=== PAGE EXTRACT ===
==========

You are allowed to use malt and grains other than barley in your beer. Some period recipes include oat malt, wheat malt, rye malt as well as adjuncts such as peas and buckwheat.

No hops, unless you're going for a late medieval German or Flemish hop beer. Instead, use your favorite blend of gruit; bog myrtle, yarrow, heather, mugwort, wild rosemary, etc.

If you go with a hopped beer (as opposed to a gruit ale), use the most traditional, lowest alpha varieties you can find. Hallertauer Mittelfrueh probably dates to period, as do some of the precursors of Fuggles. For extra authenticity, pack your hops as tightly into a burlap bag as you can, but store them at room temperature for a few months before you use them. Expect alpha acid losses of 25-50% depending on age and storage temperatures.

Mash is either single infusion or decoction, unless you want to get funky and do a steinbier.

No crash-cooling allowed.

Fermentation is either open or in a barrel, with wild fermentation since the beer is left to cool in the open. You are allowed to use the yeast cake or the krausen from another batch of beer, though.
Title: Re: Homebrewing class
Post by: thomasbarnes on June 13, 2011, 09:01:30 AM
I would say one of the keys to teaching people, especially if they're new to homebrewing, is to focus less on the technique and more on the feeling of how easy it is for them to do it.  Get them excited and confident and you'll have done your job well.

Amen!

Just as important, have them learn by doing. If you can, brew an actual batch of beer using a beginning homebrewing kit (equipment and beer). Show your students basic techniques like how to prevent boilovers, how to cool their wort, how to use a racking cane and how to use a wing capper.
Title: Re: Homebrewing class
Post by: oscarvan on June 16, 2011, 12:55:44 PM
For the SCA types amongst us, I am being roped into doing a one hour class on how to get started in home brewing at this year's Pennsic War..... Not finalized yet, but this could be the class description.....

To be fair to your audience, you should let them know that:

1) It's just about impossible to make medieval-style beer using modern ingredients.

2) Just about all beer styles, including some styles we think of as being extremely traditional, are fairly modern.

If you want to give your students a sense of what medieval beer really tasted like, consider whipping up a batch of Kvass, Sathi or Gottlandsdrikke, or else bringing some bottles of straight lambic.

==========

=== INFORMATION ===
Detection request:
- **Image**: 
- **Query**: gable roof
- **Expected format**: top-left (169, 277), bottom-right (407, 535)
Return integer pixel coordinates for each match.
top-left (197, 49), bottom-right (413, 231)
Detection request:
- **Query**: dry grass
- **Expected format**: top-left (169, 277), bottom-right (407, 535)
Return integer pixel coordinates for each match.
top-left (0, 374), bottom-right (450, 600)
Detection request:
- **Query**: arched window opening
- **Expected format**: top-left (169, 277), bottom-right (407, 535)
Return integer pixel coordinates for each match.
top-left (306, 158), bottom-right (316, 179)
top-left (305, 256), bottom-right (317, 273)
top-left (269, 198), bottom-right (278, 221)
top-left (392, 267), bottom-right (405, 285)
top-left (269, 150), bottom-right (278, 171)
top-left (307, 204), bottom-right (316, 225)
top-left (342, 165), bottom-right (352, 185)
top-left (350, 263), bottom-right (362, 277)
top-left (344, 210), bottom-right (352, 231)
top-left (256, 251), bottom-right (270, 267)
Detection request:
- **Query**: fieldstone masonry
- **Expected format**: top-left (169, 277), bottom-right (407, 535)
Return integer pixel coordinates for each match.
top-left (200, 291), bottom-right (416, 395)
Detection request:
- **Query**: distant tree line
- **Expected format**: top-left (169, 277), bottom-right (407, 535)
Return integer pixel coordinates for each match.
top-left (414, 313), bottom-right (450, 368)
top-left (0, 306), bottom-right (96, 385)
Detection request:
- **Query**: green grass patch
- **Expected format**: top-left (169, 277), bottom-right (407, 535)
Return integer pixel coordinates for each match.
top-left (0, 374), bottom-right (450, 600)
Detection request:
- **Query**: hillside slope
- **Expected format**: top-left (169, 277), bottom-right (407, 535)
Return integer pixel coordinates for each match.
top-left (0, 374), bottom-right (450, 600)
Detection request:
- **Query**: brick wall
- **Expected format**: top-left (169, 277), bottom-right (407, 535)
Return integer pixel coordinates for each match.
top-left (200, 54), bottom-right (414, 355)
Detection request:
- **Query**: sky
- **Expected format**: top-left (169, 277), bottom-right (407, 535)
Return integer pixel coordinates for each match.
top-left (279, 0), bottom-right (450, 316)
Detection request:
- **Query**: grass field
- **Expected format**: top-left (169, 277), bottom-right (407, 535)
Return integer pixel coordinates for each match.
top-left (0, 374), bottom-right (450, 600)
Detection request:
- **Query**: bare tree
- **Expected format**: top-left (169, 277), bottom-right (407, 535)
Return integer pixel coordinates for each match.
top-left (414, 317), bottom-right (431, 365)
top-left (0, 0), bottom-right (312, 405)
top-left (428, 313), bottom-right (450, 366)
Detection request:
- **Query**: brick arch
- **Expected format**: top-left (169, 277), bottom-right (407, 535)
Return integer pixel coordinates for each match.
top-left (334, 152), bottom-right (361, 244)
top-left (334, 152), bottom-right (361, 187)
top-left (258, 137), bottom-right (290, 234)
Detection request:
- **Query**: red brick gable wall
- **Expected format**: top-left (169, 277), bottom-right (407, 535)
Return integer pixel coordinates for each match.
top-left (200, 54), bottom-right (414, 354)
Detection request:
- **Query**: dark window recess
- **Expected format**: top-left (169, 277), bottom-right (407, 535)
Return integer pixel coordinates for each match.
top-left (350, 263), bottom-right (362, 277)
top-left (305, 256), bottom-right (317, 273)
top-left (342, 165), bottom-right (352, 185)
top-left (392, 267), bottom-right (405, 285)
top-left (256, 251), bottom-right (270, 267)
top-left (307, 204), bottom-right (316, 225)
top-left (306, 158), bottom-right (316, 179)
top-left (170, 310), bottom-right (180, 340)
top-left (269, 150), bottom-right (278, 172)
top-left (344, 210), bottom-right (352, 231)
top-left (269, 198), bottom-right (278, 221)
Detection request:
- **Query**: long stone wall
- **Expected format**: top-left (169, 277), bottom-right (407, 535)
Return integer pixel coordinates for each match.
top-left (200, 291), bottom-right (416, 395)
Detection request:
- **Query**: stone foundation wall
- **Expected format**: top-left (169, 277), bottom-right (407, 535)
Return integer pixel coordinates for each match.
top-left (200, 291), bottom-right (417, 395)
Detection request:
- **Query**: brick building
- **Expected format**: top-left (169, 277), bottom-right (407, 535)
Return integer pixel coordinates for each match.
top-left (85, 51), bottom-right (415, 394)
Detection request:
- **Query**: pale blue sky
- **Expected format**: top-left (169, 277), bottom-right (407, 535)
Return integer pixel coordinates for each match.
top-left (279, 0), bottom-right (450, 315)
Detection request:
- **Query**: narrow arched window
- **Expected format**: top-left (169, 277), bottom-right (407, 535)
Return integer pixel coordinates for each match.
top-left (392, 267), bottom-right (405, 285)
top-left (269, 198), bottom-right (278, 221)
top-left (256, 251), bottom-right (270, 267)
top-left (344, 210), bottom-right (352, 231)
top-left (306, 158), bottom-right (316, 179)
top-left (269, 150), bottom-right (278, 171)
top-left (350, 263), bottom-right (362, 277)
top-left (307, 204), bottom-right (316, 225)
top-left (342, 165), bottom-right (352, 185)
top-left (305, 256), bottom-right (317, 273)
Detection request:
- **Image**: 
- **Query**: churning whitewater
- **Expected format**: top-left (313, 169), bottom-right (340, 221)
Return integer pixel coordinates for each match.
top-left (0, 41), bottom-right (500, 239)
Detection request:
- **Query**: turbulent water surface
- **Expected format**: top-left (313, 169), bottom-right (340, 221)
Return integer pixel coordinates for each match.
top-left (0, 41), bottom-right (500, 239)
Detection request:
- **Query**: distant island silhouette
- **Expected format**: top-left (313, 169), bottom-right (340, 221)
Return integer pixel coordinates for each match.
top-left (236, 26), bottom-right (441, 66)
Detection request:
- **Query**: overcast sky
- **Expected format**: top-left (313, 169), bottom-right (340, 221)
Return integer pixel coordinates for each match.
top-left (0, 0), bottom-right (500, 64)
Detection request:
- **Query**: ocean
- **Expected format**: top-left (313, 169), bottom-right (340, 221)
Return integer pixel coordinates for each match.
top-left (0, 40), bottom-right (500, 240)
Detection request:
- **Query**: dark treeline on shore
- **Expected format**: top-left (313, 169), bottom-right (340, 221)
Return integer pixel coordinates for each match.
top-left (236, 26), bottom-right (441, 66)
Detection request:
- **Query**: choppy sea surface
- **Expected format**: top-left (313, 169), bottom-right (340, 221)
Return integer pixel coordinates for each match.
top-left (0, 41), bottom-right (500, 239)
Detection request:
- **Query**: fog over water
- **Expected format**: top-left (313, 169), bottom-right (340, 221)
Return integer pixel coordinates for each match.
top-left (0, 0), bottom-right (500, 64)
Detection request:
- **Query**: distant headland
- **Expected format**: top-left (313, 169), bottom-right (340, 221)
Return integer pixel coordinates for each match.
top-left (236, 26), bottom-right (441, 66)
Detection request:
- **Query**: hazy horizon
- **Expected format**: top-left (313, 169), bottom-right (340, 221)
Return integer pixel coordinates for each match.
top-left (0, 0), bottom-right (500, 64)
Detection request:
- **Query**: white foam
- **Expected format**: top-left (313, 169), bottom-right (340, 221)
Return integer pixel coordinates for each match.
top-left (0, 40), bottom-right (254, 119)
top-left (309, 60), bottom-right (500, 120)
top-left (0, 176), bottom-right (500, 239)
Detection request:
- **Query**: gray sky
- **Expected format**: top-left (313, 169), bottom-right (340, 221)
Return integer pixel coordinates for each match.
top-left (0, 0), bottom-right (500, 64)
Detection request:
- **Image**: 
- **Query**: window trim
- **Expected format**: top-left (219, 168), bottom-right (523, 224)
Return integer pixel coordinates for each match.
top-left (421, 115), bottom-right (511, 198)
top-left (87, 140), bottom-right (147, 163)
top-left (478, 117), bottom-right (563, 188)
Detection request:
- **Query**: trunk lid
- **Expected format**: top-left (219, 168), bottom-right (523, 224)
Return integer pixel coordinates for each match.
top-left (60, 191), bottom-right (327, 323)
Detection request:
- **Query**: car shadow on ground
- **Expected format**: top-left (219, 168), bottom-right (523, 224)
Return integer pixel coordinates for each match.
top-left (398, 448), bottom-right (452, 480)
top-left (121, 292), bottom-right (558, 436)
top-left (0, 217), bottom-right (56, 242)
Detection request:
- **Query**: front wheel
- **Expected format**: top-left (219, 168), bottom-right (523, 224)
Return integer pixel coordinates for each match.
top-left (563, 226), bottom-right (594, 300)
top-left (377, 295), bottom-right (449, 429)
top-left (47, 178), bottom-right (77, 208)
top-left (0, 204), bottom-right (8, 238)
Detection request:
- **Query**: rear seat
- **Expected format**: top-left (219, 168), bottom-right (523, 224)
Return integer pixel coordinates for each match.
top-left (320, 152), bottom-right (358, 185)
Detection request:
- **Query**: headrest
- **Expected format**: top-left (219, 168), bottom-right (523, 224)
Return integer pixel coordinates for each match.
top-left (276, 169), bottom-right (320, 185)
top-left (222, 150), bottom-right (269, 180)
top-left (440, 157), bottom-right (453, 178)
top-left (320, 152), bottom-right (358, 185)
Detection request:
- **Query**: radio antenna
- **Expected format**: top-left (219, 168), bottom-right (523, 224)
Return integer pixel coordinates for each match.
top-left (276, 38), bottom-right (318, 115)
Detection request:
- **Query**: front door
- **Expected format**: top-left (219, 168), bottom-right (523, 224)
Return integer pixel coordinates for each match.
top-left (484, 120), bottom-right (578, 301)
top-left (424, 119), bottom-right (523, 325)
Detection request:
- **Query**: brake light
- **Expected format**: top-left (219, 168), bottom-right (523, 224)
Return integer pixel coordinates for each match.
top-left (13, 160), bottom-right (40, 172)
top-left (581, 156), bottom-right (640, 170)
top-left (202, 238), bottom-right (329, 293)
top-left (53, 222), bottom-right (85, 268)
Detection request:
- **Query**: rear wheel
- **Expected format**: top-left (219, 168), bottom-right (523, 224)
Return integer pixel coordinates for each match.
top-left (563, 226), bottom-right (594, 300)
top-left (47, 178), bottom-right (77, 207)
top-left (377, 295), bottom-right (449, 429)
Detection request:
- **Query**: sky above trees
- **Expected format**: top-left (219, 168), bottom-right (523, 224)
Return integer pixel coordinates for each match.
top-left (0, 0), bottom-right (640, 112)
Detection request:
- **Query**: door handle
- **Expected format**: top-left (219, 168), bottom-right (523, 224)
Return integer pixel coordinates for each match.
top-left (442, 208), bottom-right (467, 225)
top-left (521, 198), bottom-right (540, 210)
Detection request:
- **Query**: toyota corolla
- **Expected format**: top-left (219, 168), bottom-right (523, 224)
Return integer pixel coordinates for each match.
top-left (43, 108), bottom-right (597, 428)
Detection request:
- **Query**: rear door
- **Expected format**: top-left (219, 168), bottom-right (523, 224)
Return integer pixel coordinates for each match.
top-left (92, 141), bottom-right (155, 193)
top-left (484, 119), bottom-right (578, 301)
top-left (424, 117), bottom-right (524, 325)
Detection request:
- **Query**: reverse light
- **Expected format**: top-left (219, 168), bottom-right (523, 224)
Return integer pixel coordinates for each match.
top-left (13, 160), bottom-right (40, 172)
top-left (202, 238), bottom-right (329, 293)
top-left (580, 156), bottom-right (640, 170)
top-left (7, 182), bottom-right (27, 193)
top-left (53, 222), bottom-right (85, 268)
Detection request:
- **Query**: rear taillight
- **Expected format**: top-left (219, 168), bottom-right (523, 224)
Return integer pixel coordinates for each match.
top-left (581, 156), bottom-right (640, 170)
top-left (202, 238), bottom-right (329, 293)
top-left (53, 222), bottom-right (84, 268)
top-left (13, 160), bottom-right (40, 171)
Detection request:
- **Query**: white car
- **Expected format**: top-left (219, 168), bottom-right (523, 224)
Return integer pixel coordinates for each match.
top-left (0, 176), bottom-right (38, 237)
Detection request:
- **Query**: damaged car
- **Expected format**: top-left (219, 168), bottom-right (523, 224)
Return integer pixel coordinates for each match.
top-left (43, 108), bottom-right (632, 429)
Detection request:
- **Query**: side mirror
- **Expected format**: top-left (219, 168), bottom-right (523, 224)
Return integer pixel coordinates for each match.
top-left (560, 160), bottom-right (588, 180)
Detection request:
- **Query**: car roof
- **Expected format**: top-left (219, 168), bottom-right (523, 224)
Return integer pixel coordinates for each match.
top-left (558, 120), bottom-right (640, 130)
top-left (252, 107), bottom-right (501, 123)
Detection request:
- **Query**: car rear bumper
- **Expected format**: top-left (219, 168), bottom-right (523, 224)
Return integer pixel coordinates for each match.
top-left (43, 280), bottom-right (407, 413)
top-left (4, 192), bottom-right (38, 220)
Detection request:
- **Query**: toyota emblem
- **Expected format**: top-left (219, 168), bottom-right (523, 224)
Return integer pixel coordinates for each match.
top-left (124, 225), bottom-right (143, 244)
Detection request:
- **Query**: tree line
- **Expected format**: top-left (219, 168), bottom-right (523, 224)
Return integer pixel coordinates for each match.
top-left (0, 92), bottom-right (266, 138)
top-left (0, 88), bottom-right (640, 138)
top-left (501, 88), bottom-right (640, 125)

==========

Repeat, word for word, the passage of the homebrewing discussion that runs from "No crash-cooling allowed." up to and including "of beer, though.".

No crash-cooling allowed.

Fermentation is either open or in a barrel, with wild fermentation since the beer is left to cool in the open. You are allowed to use the yeast cake or the krausen from another batch of beer, though.